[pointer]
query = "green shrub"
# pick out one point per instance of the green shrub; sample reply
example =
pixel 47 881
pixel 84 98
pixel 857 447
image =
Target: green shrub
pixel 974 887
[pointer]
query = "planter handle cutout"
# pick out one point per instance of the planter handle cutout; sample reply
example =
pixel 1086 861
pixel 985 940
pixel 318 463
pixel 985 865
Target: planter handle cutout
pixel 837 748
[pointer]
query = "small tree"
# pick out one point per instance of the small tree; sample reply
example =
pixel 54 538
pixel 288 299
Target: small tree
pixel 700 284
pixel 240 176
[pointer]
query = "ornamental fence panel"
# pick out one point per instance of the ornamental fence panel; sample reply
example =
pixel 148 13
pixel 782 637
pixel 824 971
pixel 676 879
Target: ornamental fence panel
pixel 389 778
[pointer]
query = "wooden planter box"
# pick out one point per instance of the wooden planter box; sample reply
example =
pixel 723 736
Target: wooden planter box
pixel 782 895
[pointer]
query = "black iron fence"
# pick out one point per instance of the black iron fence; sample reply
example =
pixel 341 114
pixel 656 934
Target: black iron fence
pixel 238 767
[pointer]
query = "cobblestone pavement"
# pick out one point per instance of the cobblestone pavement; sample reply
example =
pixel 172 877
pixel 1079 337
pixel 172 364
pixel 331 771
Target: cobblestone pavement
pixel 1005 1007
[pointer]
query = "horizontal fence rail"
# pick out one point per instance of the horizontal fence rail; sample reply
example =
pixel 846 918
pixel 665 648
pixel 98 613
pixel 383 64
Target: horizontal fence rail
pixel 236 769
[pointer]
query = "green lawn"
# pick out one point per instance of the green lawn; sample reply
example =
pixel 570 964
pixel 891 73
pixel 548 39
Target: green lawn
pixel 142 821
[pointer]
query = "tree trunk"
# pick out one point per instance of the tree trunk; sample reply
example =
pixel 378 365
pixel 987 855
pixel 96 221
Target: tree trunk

:::::

§ Goal of the exercise:
Only a number is wanted here: how many lines of the records above include the string "query"?

§ Solution to this exercise:
10